Work instructions: Reproduce the full listing that appears beneath this instruction exactly.

Input rows:
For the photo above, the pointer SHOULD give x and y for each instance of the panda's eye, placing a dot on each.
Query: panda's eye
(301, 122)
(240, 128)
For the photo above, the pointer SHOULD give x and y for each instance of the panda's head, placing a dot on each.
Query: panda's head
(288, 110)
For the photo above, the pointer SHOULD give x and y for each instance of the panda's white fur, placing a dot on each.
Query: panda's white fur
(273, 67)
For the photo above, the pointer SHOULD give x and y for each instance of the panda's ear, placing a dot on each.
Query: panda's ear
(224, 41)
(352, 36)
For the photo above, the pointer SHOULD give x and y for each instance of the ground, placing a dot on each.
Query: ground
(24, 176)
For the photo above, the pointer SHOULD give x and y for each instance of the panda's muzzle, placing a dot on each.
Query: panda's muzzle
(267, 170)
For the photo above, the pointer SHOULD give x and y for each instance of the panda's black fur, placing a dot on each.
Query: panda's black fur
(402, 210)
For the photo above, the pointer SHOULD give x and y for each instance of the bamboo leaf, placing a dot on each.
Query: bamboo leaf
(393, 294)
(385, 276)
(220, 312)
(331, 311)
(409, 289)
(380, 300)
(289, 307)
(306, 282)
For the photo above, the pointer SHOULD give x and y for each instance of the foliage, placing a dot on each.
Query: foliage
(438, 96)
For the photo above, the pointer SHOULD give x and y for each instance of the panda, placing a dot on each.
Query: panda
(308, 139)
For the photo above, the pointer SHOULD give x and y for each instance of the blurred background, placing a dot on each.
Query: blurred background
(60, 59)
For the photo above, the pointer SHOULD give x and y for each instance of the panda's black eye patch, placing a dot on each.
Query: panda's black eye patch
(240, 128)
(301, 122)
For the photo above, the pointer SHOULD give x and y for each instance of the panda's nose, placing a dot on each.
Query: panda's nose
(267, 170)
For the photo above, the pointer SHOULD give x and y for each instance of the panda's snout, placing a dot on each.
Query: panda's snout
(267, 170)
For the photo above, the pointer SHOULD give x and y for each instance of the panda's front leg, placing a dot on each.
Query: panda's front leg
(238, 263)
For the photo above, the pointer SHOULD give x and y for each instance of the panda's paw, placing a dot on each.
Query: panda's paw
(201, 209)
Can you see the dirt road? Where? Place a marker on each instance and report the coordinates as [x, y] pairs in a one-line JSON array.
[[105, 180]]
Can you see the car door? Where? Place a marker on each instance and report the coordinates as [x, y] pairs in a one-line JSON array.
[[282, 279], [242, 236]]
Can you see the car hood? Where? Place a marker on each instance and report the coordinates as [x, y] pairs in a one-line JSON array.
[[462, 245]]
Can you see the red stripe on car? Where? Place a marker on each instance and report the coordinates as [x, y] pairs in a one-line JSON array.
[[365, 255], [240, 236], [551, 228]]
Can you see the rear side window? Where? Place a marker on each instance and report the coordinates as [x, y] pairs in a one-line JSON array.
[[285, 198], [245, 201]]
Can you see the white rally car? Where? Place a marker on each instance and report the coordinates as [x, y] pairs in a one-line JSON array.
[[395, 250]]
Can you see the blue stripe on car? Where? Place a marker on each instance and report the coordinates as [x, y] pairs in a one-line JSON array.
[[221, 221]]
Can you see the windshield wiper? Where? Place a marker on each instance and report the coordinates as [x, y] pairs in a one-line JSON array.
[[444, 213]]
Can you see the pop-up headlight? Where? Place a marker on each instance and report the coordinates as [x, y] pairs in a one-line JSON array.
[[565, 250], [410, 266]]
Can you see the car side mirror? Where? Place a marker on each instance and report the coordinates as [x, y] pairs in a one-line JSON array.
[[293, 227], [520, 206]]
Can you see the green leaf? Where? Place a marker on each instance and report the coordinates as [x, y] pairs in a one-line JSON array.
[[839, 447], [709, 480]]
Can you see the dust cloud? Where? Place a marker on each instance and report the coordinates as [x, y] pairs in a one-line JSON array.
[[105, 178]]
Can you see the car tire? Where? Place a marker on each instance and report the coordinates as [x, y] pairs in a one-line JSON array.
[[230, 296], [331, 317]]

Reply to the task:
For the photo above, the pointer SHOULD give x and y for each instance of the panda's eye, placing a dot on each.
Query: panda's eye
(301, 122)
(240, 128)
For the photo above, the pointer SHOULD give x and y for each instance of the panda's head, placing a dot on each.
Query: panda's head
(288, 110)
For the photo above, the pointer SHOULD give x and y for each instance of the panda's white fur, placing a dot on each.
Query: panda's white fur
(273, 67)
For the photo above, the pointer SHOULD give x and y for each instance of the panda's ear, placing a dot on each.
Query: panda's ear
(224, 41)
(352, 36)
For the photo above, the pointer SHOULD give x and y for each instance of the ground, placing a dot on each.
Query: ground
(24, 176)
For the photo above, the pointer SHOULD give x and y for each instance of the panda's muzzle, placing a dot on each.
Query: panda's muzzle
(267, 170)
For the photo above, the pointer SHOULD give x and y for each instance of the panda's black fur, placing a dot on each.
Query: panda's black fur
(402, 210)
For the photo above, the pointer SHOULD give x and y for each instance of the bamboo leaf, placing a dot on each.
Query: bamboo leaf
(393, 294)
(385, 276)
(220, 312)
(331, 311)
(409, 289)
(380, 300)
(289, 307)
(306, 282)
For the photo above, the pointer SHOULD give x and y for each instance of the foliage, placing a dot on each.
Query: foliage
(438, 96)
For the photo above, the pointer SHOULD give x and y for each instance of the panda, placing a dot on each.
Query: panda
(308, 139)
For the photo above, the pointer SHOULD give x and y for each instance of the blurred background, placing a dot on each.
Query: blurred background
(60, 59)
For the photo above, the pointer SHOULD give x and y for each instance of the panda's black eye patch, placing a dot on each.
Query: panda's black eye patch
(240, 128)
(301, 122)
For the photo above, the pointer SHOULD give x and y for each instance of the panda's nose, placing a dot on each.
Query: panda's nose
(267, 170)
For the photo above, the pointer SHOULD give x and y for each instance of the panda's snout, placing a dot on each.
Query: panda's snout
(267, 170)
For the photo above, the pointer SHOULD give x and y for each instance of the panda's front leg, placing a dot on each.
Query: panda's front leg
(238, 263)
For the photo above, the pointer SHOULD give x and y for each instance of the panda's paw, placing a dot on each.
Query: panda's paw
(201, 209)
Can you see the dirt road? Where? Place a marker on each instance and report the coordinates as [x, y] pairs in a one-line JSON array.
[[105, 180]]
Can you see the car door? Where? Place a marker on each instance and report the coordinates as [x, y] pairs in a one-line JSON array.
[[282, 279], [242, 236]]
Can you see the car hood? Where? Place a marker on each instance and report the coordinates as [x, y] pairs in a one-line JSON array.
[[462, 245]]
Can you see the red stripe on car? Where? Place a marker on each instance and report the coordinates as [x, y] pairs in a one-line JSON array.
[[365, 255], [240, 236], [551, 228]]
Can you see the rear side window? Where? Place a marker on each instance and report the coordinates as [x, y] pairs in a one-line JSON array.
[[285, 198], [245, 201]]
Can you see the white rally car? Where? Place a marker on each instance and report the coordinates as [x, y] pairs in a one-line JSON array.
[[395, 250]]
Can you see the blue stripe on car? Where? Place a marker on each instance and report the coordinates as [x, y] pairs in a one-line JSON array.
[[221, 221]]
Can you see the windshield wiper? Where? Place a marker on each instance and report the coordinates as [x, y] pairs in a one-line JSON array.
[[444, 213]]
Can you see the pop-up headlight? Where? Place a marker on each instance and report the coordinates as [x, y] pairs in a one-line JSON array.
[[565, 250], [410, 266]]
Can you see the car side mirror? Where? Place a marker on each instance and report the coordinates as [x, y] pairs in a one-line JSON array.
[[293, 227], [520, 206]]
Can you see the green leaf? Where? Place a marker on each instance and report the coordinates as [x, y] pairs in a one-line JSON array.
[[839, 447], [709, 480]]
Can you see the dust cloud? Where? Place a marker on each instance and report the coordinates as [x, y] pairs in a one-line JSON array.
[[105, 178]]
Can you see the car tire? Where? Place a marker on each instance and report the coordinates as [x, y] pairs in a one-line JSON array.
[[230, 296], [331, 317]]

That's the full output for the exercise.